──────── SOURCE EXCERPT

Stefan Hajnoczi <stefanha@redhat.com> writes:

> [[PGP Signed Part:Undecided]]
> On Thu, Jan 06, 2022 at 05:03:38PM +0000, Alex Bennée wrote:
>> 
>> Hi,
>> 
>> To start the new year I thought would dump some of my thoughts on
>> zero-copy between VM domains. For project Stratos we've gamely avoided
>> thinking too hard about this while we've been concentrating on solving
>> more tractable problems. However we can't put it off forever so lets
>> work through the problem.
>> 
>> Memory Sharing
<snip>
>> Buffer Allocation
<snip>
>> Transparent fallback and scaling
<snip>
>> 
>>  - what other constraints we need to take into account?
>>  - can we leverage existing sub-systems to build this support?
>> 
>> I look forward to your thoughts ;-)
>
> (Side note: Shared Virtual Addressing (https://lwn.net/Articles/747230/)
> is an interesting IOMMU feature. It would be neat to have a CPU
> equivalent where loads and stores from/to another address space could be
> done cheaply with CPU support. I don't think this is possible today and
> that's why software IOMMUs are slow for per-transaction page protection.

────────────────
──────── EXTRACTED MATERIAL

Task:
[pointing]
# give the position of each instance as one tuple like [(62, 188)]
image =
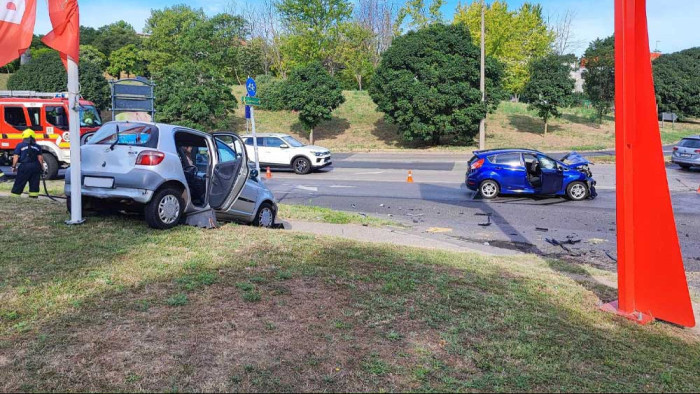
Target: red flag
[(17, 19), (65, 36)]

────────────────

**THINGS TO DO**
A – From the zero-copy discussion, reproduce the passage that begins at the words containing "Stefan Hajnoczi <stefanha@redhat.com>" and ends after "through the problem.".
B – Pick up the mailing-list discussion of zero-copy between VM domains after its final sentence and write what comes next.
The records have no connection to the zero-copy discussion.

**RESPONSES BY TASK**
A –
Stefan Hajnoczi <stefanha@redhat.com> writes:

> [[PGP Signed Part:Undecided]]
> On Thu, Jan 06, 2022 at 05:03:38PM +0000, Alex Bennée wrote:
>> 
>> Hi,
>> 
>> To start the new year I thought would dump some of my thoughts on
>> zero-copy between VM domains. For project Stratos we've gamely avoided
>> thinking too hard about this while we've been concentrating on solving
>> more tractable problems. However we can't put it off forever so lets
>> work through the problem.

B –
> In other words, a virtio-net TX VM would set up a page table allowing
> read access only to the TX buffers and vring and the virtual network
> switch VM would have the capability to access the vring and buffers
> through the TX VM's dedicated address space.)

Does binding a device to an address space mean the driver allocations
will be automatically done from the address space or do the drivers need
modifying to take advantage of that? Jean-Phillipe?

> Some storage and networking applications use buffered I/O where the
> guest kernel owns the DMA buffer while others use zero-copy I/O where
> guest userspace pages are pinned for DMA. I think both cases need to be
> considered.
>
> Are guest userspace-visible API changes allowed (e.g. making the
> userspace application aware at buffer allocation time)?

I assume you mean enhanced rather than breaking APIs here? I don't see
why not. Certainly for the vhost-user backends we are writing we aren't
beholden to sticking to an old API.

> Ideally the
> requirement would be that zero-copy must work for unmodified
> applications, but I'm not sure if that's realistic.
>
> By the way, VIRTIO 1.2 introduces Shared Memory Regions. These are
> memory regions (e.g. PCI BAR ranges) that the guest driver can map. If
> the host pages must come from a special pool then Shared Memory Regions
> would be one way to configure the guest to use this special zero-copy
> area for data buffers and even vrings. New VIRTIO feature bits and
> transport-specific information may need to be added to do this.

Are these fixed sizes or could be accommodate a growing/shrinking region?

Thanks for the pointers.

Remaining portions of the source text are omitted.